- Task instructions:
**a.** Reproduce the passage of the notebook excerpt on execution-time plotting starting at "fig, ax = plt.subplots()" and ending at "plt.semilogy()".
**b.** Answer these from the notebook excerpt on execution-time plotting:
(i) In what unit is the hardware versus software execution time plotted?
(ii) Which two labels does the plot legend use?
(iii) In what units are the W1A1 rankings shown?
**c.** Write the next part of the notebook excerpt on execution-time plotting, picking up after its final sentence.

**** Source ****

Results can be visualized using matplotlib. Here the comparison of hardware vs software execution time which is plotted in microseconds:


In [14]:
%matplotlib inline
import matplotlib.pyplot as plt

hw_bars = [hw_timeW1A1, hw_timeW1A2, hw_timeW2A2]
sw_bars = [sw_timeW1A1, sw_timeW1A2, sw_timeW2A2]

x_pos = np.arange(3)
fig, ax = plt.subplots()
ax.bar(x_pos - 0.25, hw_bars, 0.25)
ax.bar(x_pos + 0.25, sw_bars, 0.25)
ax.set_xticklabels(["W1A1","W1A2","W2A2"], rotation='vertical')
ax.set_xticks(x_pos)
plt.legend(["hardware","software"])
plt.semilogy()
plt.show()


Class Rankings

The rankings are different distributed to each class for each network:

W1A1:

The rankings here are showed in units of 200 for better visualization.

**** Listing ****

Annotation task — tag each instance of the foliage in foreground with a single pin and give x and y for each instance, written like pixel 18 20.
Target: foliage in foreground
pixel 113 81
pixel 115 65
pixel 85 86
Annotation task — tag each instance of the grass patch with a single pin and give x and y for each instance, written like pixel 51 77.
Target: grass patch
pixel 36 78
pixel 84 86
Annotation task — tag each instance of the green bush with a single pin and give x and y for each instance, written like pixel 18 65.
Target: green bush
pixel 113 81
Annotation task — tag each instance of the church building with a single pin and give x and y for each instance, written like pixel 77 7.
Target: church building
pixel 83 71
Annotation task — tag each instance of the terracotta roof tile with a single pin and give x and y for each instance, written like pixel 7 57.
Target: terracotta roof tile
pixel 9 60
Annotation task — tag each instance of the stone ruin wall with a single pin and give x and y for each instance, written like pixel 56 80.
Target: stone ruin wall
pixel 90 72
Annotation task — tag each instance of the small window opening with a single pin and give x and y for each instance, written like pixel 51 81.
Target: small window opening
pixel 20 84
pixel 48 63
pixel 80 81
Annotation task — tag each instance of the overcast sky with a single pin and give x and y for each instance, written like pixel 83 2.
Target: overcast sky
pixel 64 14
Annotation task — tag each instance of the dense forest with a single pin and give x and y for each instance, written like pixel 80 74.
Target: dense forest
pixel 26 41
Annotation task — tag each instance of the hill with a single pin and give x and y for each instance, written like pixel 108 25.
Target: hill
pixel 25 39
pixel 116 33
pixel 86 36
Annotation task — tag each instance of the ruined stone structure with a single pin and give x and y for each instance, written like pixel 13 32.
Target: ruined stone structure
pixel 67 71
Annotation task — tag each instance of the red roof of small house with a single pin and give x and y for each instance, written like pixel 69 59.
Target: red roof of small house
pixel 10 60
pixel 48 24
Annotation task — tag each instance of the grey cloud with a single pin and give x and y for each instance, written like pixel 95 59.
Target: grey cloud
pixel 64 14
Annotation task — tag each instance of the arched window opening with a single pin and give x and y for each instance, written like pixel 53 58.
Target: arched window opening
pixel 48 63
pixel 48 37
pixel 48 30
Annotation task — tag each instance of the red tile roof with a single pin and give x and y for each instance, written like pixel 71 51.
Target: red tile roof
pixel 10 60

****
**** Listing ****

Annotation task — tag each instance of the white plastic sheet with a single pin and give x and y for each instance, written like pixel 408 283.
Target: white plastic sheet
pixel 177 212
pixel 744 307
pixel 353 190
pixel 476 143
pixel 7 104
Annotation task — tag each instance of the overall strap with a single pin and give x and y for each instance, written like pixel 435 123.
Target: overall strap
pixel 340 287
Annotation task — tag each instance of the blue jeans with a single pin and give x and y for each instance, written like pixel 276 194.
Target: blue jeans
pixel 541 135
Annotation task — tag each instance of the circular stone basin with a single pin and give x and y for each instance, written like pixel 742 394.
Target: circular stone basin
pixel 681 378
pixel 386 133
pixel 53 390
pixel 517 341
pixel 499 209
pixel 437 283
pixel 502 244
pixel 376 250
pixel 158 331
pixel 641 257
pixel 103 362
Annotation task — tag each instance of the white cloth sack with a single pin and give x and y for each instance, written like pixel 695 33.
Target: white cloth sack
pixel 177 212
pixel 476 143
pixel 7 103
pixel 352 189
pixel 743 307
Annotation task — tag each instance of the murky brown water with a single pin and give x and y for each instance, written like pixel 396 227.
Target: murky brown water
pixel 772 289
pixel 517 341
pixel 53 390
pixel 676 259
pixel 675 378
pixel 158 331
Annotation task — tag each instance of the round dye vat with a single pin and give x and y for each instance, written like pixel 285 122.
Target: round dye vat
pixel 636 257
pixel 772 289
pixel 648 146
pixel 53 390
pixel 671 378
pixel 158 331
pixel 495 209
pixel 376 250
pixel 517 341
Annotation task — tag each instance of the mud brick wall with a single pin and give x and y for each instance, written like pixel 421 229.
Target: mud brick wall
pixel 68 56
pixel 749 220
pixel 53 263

****
**** Listing ****

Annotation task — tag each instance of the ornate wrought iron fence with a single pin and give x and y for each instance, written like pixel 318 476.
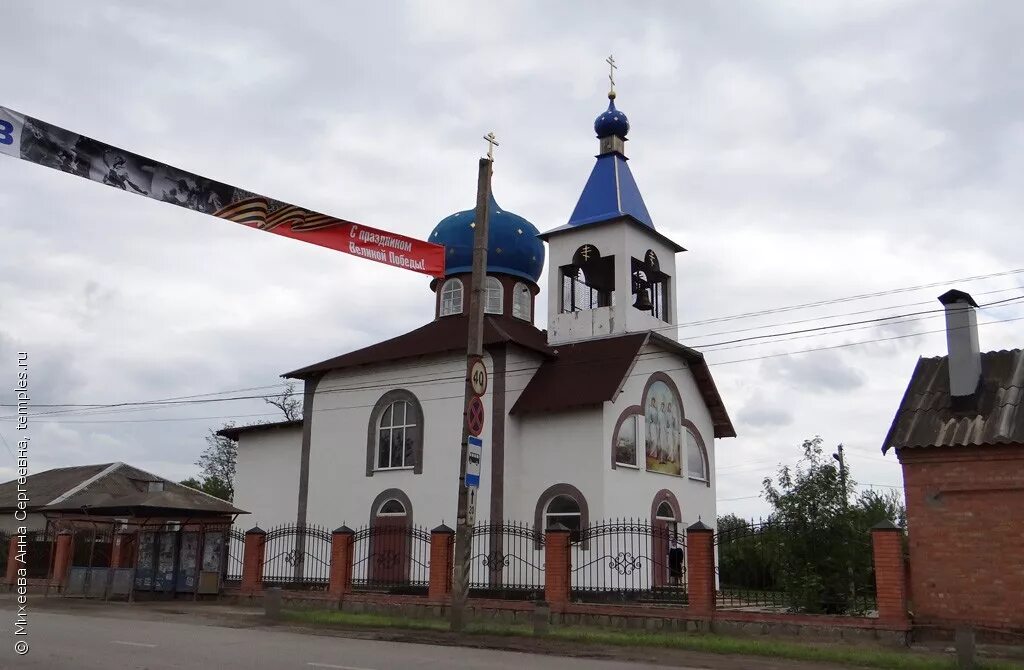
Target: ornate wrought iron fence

****

- The replies:
**a.**
fig, ax = plt.subplots()
ax.bar(x_pos - 0.25, hw_bars, 0.25)
ax.bar(x_pos + 0.25, sw_bars, 0.25)
ax.set_xticklabels(["W1A1","W1A2","W2A2"], rotation='vertical')
ax.set_xticks(x_pos)
plt.legend(["hardware","software"])
plt.semilogy()

**b.**
(i) Microseconds.
(ii) "hardware" and "software".
(iii) Units of 200.

**c.**
In [15]:
%matplotlib inline
import matplotlib.pyplot as plt

x_pos = np.arange(len(rankingsW1A1))
fig, ax = plt.subplots()
ax.bar(x_pos, (rankingsW1A1/200), 0.7)
ax.set_xticklabels(hw_classifier.classes, rotation='vertical')
ax.set_xticks(x_pos)
ax.set
plt.show()


W1A2:


In [16]:
x_pos = np.arange(len(rankingsW1A2))
fig, ax = plt.subplots()
ax.bar(x_pos, rankingsW1A2, 0.7)
ax.set_xticklabels(hw_classifier.classes, rotation='vertical')
ax.set_xticks(x_pos)
ax.set
plt.show()


W2A2:


In [17]:
x_pos = np.arange(len(rankingsW2A2))
fig, ax = plt.subplots()
ax.bar(x_pos, rankingsW2A2, 0.7)
ax.set_xticklabels(hw_classifier.classes, rotation='vertical')
ax.set_xticks(x_pos)
ax.set
plt.show()


6. Reset the device


In [18]:
from pynq import Xlnk

xlnk = Xlnk()
xlnk.xlnk_reset()